# [Information shown]
━━━━━━━━

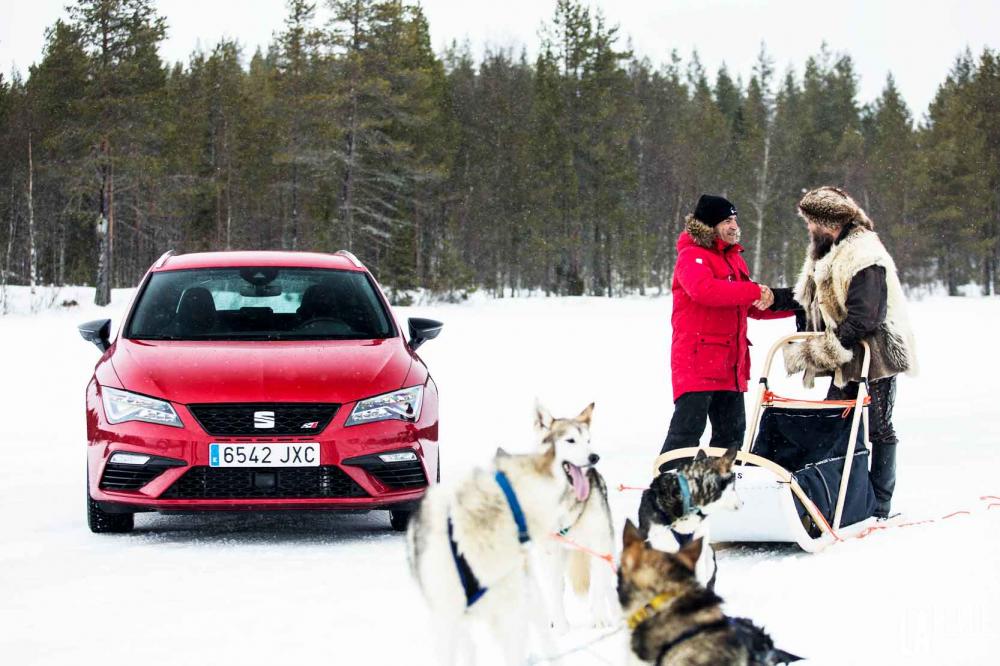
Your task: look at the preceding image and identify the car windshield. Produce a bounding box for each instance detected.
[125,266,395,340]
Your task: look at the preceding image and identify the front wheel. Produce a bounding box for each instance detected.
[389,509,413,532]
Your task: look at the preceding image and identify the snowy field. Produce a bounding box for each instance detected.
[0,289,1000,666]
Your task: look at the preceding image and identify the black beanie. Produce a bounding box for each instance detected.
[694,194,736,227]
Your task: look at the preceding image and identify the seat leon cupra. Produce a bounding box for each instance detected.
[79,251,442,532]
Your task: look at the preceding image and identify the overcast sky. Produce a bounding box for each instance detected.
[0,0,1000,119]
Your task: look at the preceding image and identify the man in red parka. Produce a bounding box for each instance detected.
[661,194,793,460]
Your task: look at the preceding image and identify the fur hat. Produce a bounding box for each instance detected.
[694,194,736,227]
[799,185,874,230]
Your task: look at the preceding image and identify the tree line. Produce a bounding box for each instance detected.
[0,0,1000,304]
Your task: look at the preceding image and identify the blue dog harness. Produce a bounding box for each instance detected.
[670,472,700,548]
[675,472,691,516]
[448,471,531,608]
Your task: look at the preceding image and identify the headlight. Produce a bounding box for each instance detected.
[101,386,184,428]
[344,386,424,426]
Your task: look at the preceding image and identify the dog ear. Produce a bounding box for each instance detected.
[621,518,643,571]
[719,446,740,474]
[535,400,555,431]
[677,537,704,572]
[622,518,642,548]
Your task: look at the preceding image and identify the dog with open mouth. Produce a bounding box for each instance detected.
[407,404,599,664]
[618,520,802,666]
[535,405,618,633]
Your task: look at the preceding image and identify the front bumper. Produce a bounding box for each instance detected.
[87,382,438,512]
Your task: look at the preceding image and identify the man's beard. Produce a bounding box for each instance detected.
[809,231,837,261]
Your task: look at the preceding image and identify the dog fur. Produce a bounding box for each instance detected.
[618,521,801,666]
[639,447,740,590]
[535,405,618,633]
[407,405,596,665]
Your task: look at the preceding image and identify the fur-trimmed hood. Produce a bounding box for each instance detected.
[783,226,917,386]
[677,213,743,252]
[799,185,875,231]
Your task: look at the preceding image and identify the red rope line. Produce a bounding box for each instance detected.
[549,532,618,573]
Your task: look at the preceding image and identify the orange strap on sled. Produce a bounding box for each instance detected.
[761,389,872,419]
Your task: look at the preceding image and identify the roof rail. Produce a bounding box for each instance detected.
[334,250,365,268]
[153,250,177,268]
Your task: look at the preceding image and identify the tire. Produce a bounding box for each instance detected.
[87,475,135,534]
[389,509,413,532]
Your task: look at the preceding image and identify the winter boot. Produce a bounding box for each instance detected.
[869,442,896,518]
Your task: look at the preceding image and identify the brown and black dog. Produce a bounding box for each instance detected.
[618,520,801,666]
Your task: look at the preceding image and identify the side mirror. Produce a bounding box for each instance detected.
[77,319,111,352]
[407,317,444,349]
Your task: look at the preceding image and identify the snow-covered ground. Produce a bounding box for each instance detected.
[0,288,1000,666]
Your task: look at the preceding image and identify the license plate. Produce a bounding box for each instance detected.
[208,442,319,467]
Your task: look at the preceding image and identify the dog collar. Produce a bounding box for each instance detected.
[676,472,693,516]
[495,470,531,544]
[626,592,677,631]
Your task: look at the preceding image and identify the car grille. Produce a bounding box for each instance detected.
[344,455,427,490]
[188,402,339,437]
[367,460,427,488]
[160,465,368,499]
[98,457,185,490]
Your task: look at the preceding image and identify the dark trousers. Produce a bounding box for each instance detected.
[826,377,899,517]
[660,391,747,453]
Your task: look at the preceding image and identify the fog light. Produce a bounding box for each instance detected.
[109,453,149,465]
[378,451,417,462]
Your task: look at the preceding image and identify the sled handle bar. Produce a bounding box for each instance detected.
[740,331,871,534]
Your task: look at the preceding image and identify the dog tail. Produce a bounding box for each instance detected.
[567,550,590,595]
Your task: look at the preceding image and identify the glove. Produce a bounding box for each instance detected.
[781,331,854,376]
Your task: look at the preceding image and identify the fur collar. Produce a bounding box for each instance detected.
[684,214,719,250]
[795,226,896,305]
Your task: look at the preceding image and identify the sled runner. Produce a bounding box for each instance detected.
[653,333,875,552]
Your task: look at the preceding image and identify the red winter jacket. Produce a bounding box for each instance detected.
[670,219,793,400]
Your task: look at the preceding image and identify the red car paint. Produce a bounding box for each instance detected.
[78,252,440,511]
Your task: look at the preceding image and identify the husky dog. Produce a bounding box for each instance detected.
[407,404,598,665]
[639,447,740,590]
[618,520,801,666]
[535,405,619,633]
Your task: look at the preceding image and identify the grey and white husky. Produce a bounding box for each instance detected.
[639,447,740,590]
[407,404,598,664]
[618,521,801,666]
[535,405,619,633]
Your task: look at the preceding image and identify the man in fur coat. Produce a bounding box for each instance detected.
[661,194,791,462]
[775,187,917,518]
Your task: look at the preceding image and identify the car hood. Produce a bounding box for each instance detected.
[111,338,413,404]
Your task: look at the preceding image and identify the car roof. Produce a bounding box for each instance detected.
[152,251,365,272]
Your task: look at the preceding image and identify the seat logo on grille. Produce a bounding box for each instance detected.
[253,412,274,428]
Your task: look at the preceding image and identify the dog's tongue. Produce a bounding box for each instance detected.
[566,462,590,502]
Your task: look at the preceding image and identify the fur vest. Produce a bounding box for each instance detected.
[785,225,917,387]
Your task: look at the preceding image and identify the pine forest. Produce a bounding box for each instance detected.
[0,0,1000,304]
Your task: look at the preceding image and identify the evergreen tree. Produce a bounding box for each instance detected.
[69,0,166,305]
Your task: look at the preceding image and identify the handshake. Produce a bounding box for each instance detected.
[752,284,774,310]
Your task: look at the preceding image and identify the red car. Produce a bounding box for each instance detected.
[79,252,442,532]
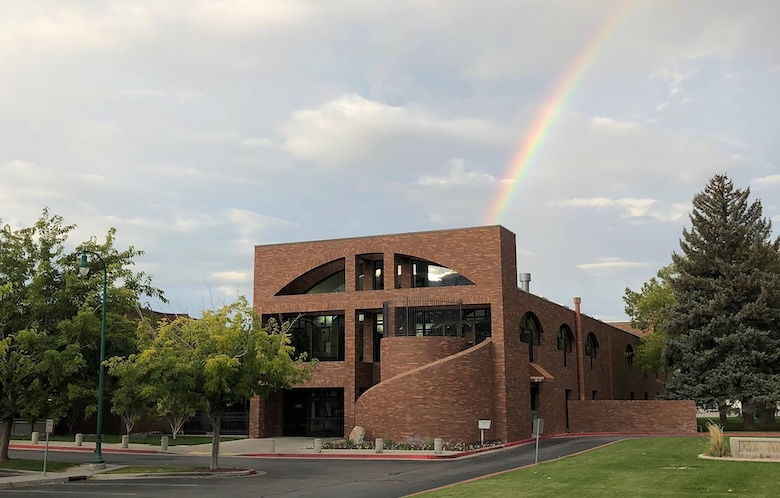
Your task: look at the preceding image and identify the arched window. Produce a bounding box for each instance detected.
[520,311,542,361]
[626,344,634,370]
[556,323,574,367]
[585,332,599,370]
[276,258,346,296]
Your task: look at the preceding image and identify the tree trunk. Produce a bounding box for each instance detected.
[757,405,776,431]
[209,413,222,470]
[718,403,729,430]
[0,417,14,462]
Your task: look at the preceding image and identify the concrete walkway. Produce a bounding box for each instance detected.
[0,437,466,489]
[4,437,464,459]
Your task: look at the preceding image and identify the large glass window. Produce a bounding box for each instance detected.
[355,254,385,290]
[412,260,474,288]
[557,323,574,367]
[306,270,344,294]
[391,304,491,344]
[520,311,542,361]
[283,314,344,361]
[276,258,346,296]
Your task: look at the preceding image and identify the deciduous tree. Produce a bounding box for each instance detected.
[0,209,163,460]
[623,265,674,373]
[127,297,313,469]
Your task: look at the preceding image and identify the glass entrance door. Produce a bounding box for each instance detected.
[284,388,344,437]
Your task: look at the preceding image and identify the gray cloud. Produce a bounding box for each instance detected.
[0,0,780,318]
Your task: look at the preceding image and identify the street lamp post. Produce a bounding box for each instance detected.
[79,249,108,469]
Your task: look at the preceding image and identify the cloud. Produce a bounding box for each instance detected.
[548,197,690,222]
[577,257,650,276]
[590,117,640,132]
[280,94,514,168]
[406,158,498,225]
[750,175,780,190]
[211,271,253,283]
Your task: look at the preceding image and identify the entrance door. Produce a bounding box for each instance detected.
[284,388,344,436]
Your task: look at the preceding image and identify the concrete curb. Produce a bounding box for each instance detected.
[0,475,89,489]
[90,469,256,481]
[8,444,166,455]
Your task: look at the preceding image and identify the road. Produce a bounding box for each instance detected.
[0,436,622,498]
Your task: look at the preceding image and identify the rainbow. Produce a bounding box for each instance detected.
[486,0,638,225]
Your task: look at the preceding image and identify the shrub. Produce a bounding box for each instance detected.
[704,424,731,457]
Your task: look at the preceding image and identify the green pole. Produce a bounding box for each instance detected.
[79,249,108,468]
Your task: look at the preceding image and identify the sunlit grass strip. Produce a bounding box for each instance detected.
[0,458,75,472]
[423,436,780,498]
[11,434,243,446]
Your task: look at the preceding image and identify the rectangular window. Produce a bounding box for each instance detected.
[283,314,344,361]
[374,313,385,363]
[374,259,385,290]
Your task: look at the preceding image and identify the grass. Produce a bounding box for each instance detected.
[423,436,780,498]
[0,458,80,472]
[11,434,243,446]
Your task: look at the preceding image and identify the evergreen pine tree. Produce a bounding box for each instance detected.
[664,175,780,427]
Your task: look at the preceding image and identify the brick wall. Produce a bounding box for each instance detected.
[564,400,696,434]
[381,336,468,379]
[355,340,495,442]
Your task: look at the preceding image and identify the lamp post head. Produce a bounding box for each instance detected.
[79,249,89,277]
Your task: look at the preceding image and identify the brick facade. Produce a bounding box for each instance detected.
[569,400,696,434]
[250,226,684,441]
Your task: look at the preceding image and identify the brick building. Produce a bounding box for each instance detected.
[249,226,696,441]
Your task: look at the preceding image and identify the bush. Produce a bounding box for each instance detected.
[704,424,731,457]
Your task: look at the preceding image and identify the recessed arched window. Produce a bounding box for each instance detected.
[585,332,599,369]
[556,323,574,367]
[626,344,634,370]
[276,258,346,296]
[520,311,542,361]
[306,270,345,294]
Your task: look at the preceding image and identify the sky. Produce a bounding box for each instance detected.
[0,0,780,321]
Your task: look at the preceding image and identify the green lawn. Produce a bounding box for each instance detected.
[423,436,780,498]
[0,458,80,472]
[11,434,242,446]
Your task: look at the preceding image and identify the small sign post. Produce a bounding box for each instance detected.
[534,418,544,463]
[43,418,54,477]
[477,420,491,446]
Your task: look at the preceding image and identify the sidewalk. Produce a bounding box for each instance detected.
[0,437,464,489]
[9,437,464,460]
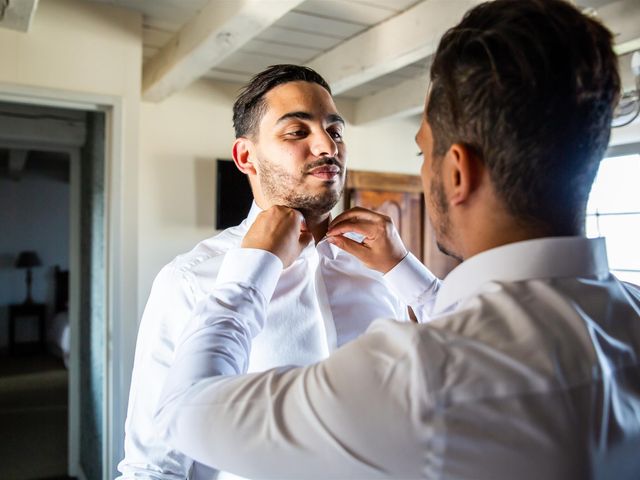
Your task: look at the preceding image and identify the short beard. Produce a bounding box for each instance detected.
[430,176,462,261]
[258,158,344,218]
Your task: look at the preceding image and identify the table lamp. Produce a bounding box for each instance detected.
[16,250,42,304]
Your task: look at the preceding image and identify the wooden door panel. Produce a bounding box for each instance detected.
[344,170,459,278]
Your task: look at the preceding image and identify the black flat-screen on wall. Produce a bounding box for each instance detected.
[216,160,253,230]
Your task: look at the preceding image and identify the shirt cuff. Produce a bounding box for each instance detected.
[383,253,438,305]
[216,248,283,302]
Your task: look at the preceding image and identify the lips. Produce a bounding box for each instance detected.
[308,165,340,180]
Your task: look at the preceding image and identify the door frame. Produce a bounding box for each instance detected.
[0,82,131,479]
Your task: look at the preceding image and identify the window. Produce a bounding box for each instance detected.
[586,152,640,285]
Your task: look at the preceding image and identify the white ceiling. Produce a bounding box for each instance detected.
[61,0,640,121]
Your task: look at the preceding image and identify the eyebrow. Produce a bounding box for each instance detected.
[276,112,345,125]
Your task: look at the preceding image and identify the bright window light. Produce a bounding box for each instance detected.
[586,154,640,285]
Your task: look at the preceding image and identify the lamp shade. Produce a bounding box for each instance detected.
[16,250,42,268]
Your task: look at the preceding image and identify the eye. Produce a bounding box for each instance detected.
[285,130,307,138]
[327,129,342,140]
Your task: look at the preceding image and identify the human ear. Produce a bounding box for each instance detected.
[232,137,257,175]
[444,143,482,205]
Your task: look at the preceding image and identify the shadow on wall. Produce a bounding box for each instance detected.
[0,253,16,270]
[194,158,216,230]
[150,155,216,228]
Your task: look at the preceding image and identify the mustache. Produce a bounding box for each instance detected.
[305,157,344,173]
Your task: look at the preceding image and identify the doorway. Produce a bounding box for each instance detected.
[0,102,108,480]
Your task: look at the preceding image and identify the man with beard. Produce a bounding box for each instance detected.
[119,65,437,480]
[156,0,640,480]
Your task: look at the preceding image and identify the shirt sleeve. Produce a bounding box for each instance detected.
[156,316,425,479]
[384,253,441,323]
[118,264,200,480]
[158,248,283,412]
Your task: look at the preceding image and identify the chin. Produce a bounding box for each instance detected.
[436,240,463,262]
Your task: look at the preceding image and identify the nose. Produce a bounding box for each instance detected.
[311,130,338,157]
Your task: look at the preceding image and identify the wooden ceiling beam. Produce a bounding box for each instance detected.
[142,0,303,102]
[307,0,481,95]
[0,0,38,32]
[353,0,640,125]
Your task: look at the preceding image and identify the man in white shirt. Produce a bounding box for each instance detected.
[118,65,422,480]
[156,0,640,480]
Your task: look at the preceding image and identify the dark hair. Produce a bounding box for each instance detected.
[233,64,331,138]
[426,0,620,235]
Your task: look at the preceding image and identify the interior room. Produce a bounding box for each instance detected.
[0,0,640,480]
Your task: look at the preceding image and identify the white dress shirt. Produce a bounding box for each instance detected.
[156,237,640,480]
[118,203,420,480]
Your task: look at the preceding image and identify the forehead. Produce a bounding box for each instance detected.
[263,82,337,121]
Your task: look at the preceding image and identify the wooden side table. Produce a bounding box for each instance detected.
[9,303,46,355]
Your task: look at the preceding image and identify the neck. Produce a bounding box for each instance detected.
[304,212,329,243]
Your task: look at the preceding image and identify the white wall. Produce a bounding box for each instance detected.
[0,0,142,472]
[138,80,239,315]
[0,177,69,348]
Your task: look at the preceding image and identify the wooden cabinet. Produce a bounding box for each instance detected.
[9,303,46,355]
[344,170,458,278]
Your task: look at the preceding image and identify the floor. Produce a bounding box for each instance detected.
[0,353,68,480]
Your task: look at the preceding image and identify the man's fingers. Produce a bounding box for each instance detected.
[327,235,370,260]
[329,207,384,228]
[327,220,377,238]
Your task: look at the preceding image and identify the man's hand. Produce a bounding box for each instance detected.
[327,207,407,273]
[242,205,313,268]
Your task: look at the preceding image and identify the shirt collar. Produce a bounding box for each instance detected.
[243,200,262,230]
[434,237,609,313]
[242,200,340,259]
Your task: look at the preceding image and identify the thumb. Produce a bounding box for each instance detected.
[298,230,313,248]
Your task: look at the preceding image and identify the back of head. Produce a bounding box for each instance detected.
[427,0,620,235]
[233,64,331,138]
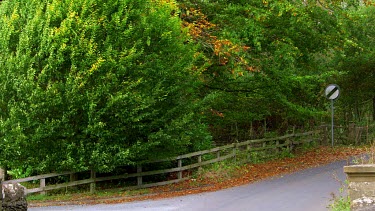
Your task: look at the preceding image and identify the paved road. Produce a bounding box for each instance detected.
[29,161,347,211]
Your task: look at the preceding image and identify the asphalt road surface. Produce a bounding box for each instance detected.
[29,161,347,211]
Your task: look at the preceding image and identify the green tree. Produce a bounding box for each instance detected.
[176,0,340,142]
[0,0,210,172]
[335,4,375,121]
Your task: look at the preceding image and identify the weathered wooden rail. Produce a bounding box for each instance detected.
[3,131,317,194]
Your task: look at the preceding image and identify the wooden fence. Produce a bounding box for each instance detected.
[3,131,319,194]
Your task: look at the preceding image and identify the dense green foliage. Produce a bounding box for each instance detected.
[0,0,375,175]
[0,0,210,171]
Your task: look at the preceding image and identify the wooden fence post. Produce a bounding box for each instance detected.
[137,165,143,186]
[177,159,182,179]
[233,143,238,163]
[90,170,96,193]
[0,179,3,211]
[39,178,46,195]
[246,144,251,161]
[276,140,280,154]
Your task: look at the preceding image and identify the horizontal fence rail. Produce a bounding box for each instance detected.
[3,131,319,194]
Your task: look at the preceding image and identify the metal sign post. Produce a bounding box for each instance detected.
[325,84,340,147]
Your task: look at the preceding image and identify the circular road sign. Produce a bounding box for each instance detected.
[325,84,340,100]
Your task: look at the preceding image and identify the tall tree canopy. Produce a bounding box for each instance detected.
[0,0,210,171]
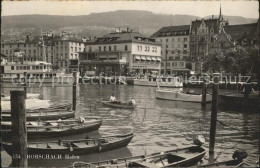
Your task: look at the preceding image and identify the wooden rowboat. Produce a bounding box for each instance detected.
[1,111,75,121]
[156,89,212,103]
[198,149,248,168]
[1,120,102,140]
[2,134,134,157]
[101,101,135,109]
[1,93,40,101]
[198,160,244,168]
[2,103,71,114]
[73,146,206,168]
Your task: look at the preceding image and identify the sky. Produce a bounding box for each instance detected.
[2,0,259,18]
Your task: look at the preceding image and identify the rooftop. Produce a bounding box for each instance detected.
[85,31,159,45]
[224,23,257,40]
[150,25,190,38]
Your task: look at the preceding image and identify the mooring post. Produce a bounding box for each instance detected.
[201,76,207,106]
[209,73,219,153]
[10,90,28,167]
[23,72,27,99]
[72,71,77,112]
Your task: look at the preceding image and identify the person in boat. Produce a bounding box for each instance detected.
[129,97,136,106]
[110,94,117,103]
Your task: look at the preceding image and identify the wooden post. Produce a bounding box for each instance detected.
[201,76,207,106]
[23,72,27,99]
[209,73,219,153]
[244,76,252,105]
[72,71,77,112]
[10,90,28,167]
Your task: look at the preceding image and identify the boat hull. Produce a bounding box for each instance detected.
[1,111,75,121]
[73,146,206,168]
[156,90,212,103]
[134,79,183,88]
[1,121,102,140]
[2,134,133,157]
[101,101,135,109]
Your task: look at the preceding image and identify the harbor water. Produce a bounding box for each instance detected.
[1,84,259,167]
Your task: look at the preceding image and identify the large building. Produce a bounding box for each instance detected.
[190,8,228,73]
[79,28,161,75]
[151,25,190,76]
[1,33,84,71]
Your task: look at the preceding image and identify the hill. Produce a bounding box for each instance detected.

━━━━━━━━

# [What to do]
Copy the entries word for word, from the line containing "the red car." through the line containing "[79,249,108,469]", both of those lines included. Leave out the pictures.

# [Task response]
Your task: look at the preceding image and identify the red car. Produce a bounding box for each instance detected.
[79,252,442,532]
Your task: look at the preceding image and identify the arched window. Produce a bounding box for each instance detected.
[520,311,542,361]
[626,344,634,370]
[556,323,574,367]
[585,332,599,370]
[276,258,346,296]
Your task: look at the preceding image and identify the tree trunk. Produce a bounding box for each instance detected.
[757,405,776,431]
[209,413,222,470]
[718,403,729,430]
[0,417,14,462]
Your task: look at the preceding image and identify the concrete walkway. Produce a bounding box for each instance detected.
[0,437,466,489]
[4,437,464,459]
Your task: look at the preceding image and identify the large glass window. Produce a bounding box for each instance detected.
[355,254,385,290]
[412,260,474,288]
[557,323,574,367]
[306,270,344,294]
[391,304,491,344]
[520,311,542,361]
[283,314,344,361]
[276,258,346,296]
Your task: look at the preceding image and identify the deciduous tree. Produce a bounding box for each instance detected.
[0,209,163,460]
[623,265,674,373]
[127,297,313,469]
Your task: look at the preceding image and identify the glass entrance door. Produce a bounding box for each instance detected.
[284,388,344,437]
Your task: look at the preceding image and identify the gray cloud. Produce a bounding box for each instance detected.
[0,0,780,318]
Your task: look at the preceding image and identify the street lamp post. Produce a bounding box for each instance detected.
[79,249,108,469]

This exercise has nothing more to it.